> [What the task asks] Print exactly the lines from the one containing "Target: white kurta" through the last line of the listing, both included.

** start **

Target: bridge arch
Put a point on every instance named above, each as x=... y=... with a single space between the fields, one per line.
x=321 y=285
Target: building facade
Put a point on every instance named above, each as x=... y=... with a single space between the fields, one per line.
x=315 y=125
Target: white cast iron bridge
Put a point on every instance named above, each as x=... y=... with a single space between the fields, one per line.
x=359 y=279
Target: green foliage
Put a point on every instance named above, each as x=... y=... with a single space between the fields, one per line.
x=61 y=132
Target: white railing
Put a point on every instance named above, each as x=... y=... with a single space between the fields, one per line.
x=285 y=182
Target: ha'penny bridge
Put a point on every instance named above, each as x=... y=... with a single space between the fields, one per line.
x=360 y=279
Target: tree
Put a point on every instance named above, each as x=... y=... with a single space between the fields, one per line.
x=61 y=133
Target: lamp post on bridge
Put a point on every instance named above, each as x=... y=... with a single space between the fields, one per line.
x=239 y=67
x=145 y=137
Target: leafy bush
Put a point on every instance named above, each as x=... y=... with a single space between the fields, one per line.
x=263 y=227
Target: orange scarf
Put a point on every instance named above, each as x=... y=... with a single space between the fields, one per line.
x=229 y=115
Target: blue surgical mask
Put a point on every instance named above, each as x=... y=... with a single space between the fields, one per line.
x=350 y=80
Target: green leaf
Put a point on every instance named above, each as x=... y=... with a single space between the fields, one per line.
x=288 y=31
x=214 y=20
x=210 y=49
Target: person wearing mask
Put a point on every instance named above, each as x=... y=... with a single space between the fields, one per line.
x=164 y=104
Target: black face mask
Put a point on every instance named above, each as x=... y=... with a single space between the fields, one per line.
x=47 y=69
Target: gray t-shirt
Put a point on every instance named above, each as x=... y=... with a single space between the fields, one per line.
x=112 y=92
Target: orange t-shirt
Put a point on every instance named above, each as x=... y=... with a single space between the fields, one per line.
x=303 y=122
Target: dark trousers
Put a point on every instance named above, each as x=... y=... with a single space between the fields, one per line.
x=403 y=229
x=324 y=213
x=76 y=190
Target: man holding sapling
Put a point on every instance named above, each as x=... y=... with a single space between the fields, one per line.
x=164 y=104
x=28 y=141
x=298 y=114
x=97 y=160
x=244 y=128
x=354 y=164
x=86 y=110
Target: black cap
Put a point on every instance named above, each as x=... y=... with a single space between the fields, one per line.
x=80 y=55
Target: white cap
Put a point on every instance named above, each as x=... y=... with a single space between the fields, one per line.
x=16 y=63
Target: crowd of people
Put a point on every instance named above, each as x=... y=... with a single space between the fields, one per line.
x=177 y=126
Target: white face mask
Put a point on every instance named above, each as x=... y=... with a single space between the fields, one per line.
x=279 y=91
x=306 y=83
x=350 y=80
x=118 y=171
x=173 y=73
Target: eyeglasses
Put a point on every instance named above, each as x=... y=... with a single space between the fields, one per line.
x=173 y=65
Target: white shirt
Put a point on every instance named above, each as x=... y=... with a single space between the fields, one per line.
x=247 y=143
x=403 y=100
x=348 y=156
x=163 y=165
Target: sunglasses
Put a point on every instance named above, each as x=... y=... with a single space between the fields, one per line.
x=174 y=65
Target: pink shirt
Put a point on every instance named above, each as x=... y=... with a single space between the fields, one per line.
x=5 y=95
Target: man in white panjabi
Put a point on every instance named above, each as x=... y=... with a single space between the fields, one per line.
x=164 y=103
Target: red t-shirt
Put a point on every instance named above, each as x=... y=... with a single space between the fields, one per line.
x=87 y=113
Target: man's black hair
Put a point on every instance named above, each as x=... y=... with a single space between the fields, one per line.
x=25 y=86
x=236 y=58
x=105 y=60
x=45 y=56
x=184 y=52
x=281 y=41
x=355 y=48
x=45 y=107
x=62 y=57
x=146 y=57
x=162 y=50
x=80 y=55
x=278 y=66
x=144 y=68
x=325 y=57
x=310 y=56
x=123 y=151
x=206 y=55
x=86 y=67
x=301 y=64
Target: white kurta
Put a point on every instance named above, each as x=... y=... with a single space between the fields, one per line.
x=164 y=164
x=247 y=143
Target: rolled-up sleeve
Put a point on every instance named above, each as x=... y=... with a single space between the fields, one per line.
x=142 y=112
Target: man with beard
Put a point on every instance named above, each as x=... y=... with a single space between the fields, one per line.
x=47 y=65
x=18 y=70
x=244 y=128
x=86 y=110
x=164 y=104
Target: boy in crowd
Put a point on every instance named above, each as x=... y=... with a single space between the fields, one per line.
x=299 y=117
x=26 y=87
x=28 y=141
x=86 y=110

** end **

> [Correct result]
Target: white kurta
Put a point on every instance named above, each as x=... y=... with a single space between the fields, one per line.
x=164 y=164
x=247 y=143
Target: rolled-up sleeve
Put a point on every instance named above, each as x=... y=... with a single space between the fields, one per line.
x=142 y=112
Target: man with beard
Put a point on every instance named above, each as x=... y=... with a single space between the fields, one per line.
x=47 y=65
x=18 y=70
x=244 y=128
x=86 y=110
x=164 y=104
Target: boy in crowd
Put a point on every instance named above, each as x=... y=... with a single space between the fields, one per line.
x=299 y=117
x=26 y=87
x=28 y=141
x=86 y=110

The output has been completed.